— REQUIREMENTS —
In the article below on the decline of the traditional office, list every workplace option that its final paragraph names as an alternative to the office.

— QUOTED TEXT —
The decline of the traditional office: Are smarter ways of working the replacement?

PLACEmaking

With the traditional office lease in demise, Alison White of PLACEmaking looks at what is emerging as a replacement in terms of smarter working

Commercial letting agents are reporting the rapid demise of the conventional office lease and the increase in demand for more flexible terms and altogether new workspace solutions. With the trend growing for businesses to temporarily contract resources to cope with changing volumes of workload plus the outsourcing of specialist content, the days of predictable office space requirements based on a static headcount is over. As a result, in place of long-term commitment to ever-increasing rent rises and skyrocketing service charges, new solutions are being sought that allow organisations to be nimbler, flexing in response to the consequences of political and economic uncertainty but also increased acceptance of newer, smarter ways of working.

Working remotely and workspaces

The typical working week has been changing for some time. In place of Monday to Friday, Monday to Thursday has become increasingly common with “work-where-you-like” on a Friday and ad-hoc use of home and camping in high street cafes becoming the new norm, enabled by remote access to information and communications. As this pattern has matured, working remotely has expanded beyond just Fridays, with organisations becoming increasingly aware that the expense of providing underutilised space and services is unsustainable. Whilst in the past they would have assumed that if they can’t see their staff how would they know they were actually working; enlightened managers have recognised that productivity can’t be measured simply by presenteeism.

Many organisations are accepting that in place of imposing the misery of pointless commuting every day, they need to actively support their staff have a greater choice of where they work for at least part of their week. An appetite for new more flexible property solutions has emerged with businesses adopting a smaller footprint of their own core branded space with a distributed network of time charged serviced offices, local to where their resources live.

Travelling to the traditional office

Whilst employer focused cost control pressures are inevitably fuelling the demand for more flexible property solutions, it is the significant change in our attitude to what ‘going to work’ means and workforce demands for a better work-life balance that underpins the momentum for a rethink in where and in what sort of environments we want to work. Whilst in some places there is an on-going battle still raging about what’s the best office solution either open-plan or cellular solutions, the reality is physically going to the ‘office’ is rapidly becoming less of a daily necessity and more just one of many options.

Such options have expanded beyond the simple alternatives to the office, i.e. just home or the local coffee shop to now include independently owned and operated workplace ‘clubs’. Unlike the ‘serviced office’ providers that have been around for some time, new providers are delivering a fresher new offer. Paid for on monthly subscription, these workspaces offer characterful places in contrast to the ‘vanilla’ serviced offices of the past. Where once these new ‘funky solutions’ were regarded as relevant only to the start-up tech and creative industries and even for them a passing fad, these new clubs are attracting a wider range of users because of their warm, friendly, contemporary styled modern mix of eclectic interiors with exceptional technology, connectivity and service infrastructure.

— Region segmentation data —
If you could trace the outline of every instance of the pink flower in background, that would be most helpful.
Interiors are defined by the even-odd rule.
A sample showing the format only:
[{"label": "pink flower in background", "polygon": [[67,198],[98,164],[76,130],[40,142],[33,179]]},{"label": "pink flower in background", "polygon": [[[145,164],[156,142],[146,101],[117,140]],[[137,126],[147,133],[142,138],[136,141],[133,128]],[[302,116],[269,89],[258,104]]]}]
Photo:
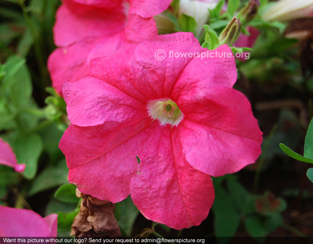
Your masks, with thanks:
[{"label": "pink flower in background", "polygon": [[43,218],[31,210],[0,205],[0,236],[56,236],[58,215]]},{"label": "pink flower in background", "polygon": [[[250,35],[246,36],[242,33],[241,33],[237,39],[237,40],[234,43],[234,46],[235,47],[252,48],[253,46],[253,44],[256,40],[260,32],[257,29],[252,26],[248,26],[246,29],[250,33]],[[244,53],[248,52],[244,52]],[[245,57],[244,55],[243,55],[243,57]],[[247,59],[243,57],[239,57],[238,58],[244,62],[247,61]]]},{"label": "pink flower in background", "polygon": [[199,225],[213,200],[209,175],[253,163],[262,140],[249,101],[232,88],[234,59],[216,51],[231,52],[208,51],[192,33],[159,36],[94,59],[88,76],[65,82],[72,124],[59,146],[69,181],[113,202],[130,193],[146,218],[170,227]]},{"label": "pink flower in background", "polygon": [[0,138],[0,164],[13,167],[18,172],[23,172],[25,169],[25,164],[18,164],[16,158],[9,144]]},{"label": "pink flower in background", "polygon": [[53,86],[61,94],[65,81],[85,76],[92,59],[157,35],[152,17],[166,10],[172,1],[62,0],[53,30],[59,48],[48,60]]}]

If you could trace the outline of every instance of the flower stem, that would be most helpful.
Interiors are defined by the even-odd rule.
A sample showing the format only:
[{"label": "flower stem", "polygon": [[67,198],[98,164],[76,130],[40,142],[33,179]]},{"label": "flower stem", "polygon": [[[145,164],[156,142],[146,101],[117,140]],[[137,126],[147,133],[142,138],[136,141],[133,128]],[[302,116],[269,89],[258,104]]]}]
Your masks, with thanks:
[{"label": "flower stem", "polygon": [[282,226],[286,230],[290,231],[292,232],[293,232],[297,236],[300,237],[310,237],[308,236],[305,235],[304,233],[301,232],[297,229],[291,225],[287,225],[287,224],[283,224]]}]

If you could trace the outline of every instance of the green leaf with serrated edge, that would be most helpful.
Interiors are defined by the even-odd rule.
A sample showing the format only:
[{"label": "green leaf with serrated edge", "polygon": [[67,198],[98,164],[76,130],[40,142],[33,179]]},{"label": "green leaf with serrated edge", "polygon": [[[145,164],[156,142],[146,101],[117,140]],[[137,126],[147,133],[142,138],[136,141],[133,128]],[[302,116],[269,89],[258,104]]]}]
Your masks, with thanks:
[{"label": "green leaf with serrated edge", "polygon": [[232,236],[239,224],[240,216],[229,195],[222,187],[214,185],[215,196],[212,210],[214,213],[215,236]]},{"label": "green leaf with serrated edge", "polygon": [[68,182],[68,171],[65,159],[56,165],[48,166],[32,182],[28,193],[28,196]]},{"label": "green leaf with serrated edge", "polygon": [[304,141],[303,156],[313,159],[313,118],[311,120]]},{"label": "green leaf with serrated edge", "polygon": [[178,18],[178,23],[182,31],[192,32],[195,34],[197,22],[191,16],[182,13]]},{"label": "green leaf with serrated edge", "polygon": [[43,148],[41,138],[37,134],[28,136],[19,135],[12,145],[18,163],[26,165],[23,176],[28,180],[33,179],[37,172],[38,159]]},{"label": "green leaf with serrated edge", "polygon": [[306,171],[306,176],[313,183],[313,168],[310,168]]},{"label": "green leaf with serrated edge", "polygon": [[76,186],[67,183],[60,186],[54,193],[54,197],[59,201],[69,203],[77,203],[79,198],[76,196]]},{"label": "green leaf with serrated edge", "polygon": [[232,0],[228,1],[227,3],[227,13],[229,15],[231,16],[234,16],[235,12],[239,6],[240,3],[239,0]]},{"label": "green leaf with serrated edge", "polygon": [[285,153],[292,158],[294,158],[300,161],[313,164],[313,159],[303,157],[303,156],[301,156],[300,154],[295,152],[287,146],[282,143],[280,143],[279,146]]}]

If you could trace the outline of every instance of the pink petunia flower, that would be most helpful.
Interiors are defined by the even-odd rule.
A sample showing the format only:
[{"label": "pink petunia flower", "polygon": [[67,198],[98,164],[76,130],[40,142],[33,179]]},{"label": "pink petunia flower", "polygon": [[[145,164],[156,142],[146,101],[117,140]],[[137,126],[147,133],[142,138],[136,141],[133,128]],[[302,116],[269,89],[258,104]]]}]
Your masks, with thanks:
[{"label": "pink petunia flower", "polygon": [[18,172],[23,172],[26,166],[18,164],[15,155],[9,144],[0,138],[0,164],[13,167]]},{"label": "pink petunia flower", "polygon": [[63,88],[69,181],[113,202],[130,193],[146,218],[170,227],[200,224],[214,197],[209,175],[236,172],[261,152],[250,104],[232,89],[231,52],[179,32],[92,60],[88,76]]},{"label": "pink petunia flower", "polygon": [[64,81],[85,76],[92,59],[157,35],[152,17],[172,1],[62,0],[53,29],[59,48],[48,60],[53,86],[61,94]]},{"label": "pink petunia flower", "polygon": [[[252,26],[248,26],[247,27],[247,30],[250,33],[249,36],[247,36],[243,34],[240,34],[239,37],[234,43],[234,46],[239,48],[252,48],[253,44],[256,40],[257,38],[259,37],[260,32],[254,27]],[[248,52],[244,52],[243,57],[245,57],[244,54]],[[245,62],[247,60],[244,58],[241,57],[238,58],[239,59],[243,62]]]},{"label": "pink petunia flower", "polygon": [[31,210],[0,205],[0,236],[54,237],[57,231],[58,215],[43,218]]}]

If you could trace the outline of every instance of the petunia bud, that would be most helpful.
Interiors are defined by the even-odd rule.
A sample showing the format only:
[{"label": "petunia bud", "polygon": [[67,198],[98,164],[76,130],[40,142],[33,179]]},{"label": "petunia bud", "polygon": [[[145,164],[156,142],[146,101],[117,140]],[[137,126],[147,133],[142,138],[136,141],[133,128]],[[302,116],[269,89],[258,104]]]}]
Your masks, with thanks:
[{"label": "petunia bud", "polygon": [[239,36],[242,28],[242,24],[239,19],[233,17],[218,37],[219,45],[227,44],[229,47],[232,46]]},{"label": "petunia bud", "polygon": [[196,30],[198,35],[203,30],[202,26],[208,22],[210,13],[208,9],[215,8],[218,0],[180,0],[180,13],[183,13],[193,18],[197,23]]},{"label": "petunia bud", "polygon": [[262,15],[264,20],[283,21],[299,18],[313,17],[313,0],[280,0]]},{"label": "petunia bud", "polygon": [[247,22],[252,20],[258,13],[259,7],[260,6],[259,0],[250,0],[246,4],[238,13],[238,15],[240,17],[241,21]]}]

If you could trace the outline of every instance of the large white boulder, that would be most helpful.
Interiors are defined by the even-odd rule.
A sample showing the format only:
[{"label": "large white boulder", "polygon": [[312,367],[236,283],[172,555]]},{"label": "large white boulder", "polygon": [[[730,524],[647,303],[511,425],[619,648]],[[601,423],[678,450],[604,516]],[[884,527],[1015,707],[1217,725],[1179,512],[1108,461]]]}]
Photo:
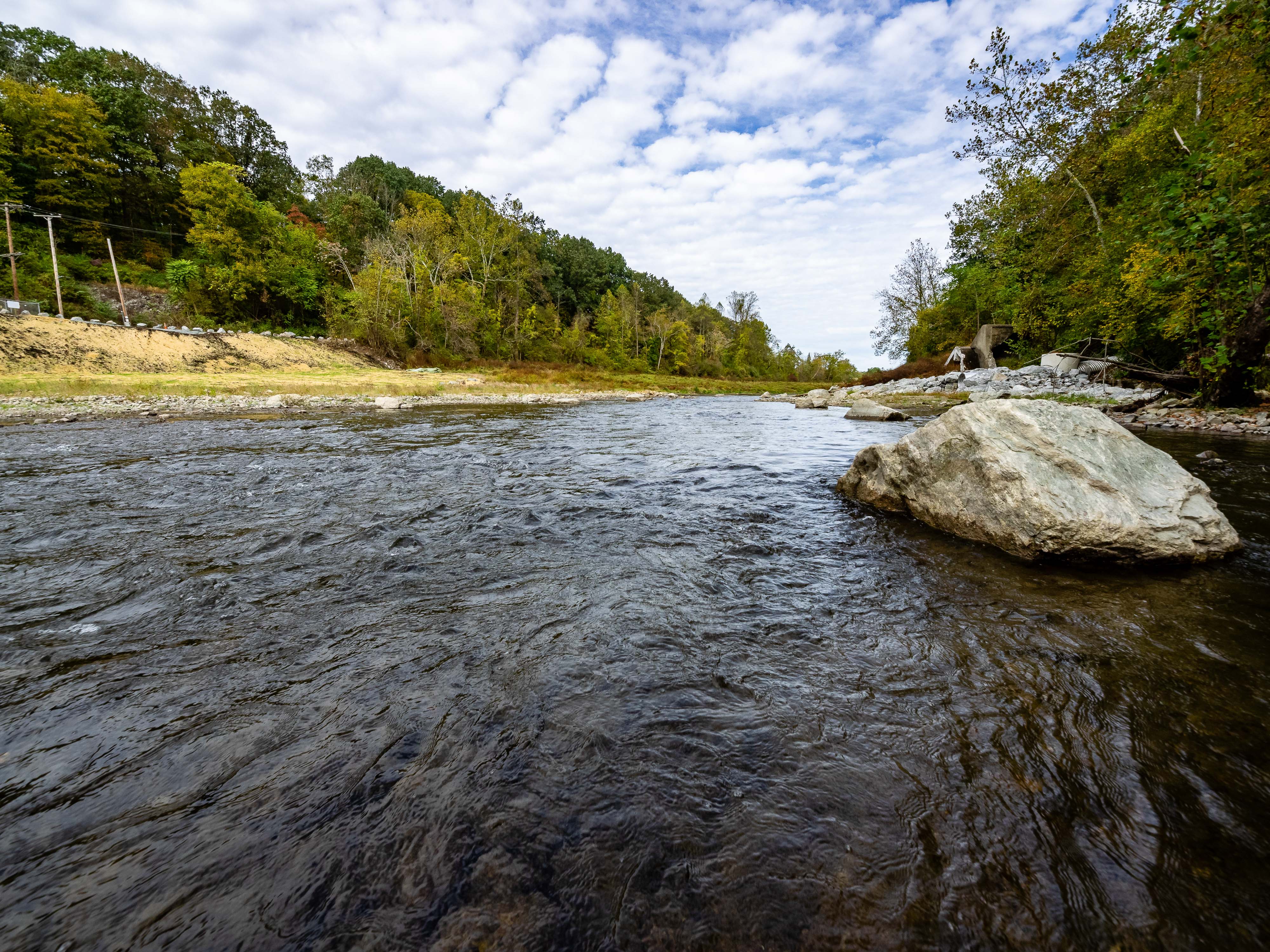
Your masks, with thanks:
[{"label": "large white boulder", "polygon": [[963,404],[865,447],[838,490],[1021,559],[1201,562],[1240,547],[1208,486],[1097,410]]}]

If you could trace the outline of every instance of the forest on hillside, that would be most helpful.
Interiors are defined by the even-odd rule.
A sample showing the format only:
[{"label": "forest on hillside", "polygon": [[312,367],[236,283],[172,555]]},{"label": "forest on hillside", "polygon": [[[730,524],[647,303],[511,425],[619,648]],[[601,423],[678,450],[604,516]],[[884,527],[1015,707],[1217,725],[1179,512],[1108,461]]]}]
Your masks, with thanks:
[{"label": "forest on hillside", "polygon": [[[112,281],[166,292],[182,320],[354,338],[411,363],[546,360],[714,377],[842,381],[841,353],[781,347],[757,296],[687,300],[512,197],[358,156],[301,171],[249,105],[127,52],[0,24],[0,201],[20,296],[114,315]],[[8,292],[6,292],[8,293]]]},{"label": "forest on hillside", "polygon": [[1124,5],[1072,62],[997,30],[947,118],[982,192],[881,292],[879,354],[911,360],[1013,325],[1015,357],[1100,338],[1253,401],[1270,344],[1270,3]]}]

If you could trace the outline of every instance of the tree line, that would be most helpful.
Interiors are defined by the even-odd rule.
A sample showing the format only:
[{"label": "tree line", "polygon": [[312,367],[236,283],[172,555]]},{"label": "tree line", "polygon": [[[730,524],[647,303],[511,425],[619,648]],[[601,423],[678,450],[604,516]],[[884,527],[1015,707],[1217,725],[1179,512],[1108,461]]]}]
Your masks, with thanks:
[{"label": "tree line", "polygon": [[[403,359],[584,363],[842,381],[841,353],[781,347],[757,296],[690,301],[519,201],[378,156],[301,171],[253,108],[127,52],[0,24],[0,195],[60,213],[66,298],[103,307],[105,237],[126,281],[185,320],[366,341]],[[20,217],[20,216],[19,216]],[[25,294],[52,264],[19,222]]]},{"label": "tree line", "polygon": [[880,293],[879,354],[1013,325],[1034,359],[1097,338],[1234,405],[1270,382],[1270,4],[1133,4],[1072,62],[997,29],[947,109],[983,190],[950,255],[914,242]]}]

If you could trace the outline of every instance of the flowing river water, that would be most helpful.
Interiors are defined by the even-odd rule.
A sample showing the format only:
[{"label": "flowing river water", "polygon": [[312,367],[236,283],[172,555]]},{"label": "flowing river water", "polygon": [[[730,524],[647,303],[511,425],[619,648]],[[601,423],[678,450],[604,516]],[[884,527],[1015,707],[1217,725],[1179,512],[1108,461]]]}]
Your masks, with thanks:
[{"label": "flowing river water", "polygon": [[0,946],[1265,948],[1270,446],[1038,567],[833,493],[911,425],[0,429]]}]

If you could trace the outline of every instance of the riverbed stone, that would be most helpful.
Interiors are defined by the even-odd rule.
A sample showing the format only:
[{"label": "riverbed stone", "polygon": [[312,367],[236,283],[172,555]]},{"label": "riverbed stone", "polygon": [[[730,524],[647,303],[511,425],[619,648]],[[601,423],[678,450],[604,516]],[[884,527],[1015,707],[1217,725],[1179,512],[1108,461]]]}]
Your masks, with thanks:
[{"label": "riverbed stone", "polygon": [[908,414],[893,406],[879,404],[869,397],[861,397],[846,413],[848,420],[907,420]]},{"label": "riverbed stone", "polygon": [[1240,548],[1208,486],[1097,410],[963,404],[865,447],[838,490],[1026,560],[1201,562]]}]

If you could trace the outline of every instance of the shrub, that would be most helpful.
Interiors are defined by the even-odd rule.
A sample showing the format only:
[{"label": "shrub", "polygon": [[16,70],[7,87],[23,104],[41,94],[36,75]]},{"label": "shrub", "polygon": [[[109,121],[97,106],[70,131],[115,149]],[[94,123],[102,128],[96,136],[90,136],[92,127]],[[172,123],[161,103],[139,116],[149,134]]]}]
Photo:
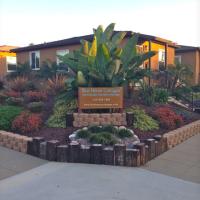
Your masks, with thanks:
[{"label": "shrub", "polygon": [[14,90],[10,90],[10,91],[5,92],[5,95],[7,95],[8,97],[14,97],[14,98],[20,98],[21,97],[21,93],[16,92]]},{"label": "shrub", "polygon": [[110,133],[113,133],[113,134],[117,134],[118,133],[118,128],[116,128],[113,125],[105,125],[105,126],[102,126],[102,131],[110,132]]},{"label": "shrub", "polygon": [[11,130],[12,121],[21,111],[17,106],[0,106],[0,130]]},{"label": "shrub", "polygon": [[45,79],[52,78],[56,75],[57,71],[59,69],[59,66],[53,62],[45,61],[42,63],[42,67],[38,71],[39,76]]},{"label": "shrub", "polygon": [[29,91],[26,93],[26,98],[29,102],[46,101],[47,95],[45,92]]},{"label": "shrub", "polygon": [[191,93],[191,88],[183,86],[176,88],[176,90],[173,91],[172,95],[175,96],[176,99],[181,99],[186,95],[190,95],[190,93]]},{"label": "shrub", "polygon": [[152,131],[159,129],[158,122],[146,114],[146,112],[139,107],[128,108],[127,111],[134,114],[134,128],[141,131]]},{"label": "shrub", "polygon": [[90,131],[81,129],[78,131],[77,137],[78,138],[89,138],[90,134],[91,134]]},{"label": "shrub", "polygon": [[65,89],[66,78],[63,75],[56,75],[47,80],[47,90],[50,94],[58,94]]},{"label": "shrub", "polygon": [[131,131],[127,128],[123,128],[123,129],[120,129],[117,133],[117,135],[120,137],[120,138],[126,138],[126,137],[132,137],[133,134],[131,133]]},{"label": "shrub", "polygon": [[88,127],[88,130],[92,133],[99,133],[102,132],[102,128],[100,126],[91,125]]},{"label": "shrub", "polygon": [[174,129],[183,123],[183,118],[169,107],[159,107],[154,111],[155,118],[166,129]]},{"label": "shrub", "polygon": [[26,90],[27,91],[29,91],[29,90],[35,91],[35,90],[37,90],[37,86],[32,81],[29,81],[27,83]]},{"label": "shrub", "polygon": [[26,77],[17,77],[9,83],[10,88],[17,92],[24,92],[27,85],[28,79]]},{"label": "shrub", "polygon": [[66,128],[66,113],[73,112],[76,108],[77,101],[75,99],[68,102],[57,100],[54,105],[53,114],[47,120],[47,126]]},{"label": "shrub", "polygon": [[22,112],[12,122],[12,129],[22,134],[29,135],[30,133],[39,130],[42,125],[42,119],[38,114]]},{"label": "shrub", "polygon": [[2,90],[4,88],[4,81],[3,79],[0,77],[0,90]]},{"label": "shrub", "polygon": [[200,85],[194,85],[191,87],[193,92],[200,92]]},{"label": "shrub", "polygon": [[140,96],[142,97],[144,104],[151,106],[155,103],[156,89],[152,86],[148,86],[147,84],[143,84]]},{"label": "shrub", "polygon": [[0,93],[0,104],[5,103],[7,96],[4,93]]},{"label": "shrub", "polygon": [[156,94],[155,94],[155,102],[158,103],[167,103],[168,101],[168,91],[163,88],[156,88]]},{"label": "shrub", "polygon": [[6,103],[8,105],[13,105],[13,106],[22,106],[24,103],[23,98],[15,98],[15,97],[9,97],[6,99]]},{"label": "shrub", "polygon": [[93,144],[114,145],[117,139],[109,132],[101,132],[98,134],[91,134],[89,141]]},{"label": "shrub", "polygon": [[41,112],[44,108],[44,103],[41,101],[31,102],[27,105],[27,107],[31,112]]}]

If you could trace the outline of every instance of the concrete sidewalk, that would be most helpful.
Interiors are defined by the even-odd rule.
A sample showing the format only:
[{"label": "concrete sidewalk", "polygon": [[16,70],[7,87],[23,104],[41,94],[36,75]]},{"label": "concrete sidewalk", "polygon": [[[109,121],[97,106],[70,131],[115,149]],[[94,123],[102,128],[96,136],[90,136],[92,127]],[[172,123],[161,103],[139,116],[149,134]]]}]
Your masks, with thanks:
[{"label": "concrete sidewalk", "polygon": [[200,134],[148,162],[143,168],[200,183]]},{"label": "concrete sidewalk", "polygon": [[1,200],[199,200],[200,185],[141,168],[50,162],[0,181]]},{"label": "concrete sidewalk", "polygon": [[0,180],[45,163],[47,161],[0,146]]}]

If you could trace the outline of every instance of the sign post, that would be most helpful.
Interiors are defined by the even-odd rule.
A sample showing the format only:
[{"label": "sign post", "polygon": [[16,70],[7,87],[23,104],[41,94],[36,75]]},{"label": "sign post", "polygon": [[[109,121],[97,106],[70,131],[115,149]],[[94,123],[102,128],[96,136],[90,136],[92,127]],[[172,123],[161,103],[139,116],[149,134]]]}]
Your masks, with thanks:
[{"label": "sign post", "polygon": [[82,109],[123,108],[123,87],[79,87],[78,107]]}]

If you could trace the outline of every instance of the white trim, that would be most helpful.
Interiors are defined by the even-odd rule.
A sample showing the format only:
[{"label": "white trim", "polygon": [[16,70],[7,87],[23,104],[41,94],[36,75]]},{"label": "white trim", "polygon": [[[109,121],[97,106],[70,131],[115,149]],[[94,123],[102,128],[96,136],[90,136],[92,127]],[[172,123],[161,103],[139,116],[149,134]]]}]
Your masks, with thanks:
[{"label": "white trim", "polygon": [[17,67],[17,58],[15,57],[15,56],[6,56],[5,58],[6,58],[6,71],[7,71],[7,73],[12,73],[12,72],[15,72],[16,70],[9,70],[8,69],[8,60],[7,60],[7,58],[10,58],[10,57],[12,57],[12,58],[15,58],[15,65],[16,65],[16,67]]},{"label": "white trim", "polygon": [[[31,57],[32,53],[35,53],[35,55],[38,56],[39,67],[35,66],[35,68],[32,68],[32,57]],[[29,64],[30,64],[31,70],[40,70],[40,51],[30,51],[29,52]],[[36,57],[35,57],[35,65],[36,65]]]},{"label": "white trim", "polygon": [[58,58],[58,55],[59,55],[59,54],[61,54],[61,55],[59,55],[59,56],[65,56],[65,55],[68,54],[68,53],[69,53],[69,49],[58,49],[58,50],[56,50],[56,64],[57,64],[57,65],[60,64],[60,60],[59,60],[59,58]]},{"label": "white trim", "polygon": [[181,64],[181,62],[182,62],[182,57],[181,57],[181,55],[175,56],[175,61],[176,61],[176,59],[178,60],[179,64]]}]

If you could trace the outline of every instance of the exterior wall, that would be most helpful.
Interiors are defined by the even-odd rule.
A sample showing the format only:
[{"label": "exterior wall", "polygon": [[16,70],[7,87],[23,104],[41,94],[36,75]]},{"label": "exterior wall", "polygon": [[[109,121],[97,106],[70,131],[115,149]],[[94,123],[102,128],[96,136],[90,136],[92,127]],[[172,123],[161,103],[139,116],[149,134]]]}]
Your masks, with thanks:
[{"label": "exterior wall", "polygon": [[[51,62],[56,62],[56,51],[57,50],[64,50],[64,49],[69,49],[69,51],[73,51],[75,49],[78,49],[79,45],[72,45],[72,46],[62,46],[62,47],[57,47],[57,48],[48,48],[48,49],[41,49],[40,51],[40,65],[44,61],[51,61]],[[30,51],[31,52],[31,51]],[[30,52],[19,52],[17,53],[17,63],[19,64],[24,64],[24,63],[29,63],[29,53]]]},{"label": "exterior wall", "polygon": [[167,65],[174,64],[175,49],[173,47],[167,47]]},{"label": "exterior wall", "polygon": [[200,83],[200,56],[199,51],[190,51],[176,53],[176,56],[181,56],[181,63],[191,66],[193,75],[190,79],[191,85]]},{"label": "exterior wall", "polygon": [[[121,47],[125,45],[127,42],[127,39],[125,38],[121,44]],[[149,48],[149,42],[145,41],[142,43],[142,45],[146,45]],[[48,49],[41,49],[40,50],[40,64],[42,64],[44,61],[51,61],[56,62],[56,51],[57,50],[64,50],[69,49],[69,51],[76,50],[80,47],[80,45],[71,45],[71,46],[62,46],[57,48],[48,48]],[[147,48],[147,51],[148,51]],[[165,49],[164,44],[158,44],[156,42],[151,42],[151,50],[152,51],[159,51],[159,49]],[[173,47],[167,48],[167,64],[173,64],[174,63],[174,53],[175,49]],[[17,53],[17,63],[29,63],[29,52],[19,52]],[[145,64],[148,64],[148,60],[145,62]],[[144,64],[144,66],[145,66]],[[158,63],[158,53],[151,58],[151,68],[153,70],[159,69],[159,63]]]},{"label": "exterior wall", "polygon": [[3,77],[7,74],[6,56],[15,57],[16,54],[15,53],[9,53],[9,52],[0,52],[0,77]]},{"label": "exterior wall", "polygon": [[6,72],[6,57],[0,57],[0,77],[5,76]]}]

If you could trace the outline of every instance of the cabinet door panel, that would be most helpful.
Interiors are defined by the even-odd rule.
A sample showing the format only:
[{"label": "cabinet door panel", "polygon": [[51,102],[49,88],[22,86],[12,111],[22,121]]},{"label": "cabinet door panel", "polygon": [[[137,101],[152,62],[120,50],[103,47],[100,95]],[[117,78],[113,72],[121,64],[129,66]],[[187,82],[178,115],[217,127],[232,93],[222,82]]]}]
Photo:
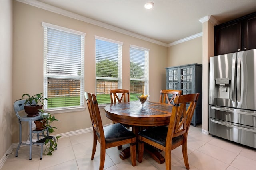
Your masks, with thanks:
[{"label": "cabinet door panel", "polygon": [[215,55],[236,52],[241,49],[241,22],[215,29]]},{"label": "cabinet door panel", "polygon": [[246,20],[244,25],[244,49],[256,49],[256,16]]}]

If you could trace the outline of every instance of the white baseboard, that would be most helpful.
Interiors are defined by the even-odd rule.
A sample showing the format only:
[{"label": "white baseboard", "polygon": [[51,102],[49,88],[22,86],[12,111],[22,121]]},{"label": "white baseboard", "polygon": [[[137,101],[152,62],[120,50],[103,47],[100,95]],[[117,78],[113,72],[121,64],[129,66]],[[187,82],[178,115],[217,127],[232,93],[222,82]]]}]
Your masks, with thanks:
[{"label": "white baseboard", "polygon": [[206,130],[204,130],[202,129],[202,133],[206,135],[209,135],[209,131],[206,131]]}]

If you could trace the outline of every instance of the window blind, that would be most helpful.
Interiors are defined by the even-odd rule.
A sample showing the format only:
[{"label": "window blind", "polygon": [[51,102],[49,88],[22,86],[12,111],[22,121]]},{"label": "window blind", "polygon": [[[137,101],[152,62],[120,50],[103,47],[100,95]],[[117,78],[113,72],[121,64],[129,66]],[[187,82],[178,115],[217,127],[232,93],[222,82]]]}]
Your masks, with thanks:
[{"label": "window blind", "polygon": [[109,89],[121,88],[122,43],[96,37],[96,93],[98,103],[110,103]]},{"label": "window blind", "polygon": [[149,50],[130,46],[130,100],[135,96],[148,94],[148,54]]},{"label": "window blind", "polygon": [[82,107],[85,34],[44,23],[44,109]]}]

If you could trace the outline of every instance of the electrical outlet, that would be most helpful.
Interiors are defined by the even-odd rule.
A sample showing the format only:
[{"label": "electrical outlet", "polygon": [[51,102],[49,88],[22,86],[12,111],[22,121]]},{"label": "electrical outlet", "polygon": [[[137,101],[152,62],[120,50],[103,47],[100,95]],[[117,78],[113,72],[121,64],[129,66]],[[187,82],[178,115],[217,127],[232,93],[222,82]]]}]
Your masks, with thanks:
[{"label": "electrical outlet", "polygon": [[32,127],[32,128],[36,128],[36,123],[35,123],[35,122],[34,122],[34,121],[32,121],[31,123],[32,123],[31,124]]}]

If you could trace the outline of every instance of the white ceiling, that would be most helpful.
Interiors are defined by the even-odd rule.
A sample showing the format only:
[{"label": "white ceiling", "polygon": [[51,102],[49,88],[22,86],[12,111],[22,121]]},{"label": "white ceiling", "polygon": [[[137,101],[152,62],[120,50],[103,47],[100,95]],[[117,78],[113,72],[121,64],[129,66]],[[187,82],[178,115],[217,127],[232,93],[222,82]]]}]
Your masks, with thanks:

— WRITTEN SOLUTION —
- Home
- The local coffee shop
- Independently owned and operated workplace "clubs"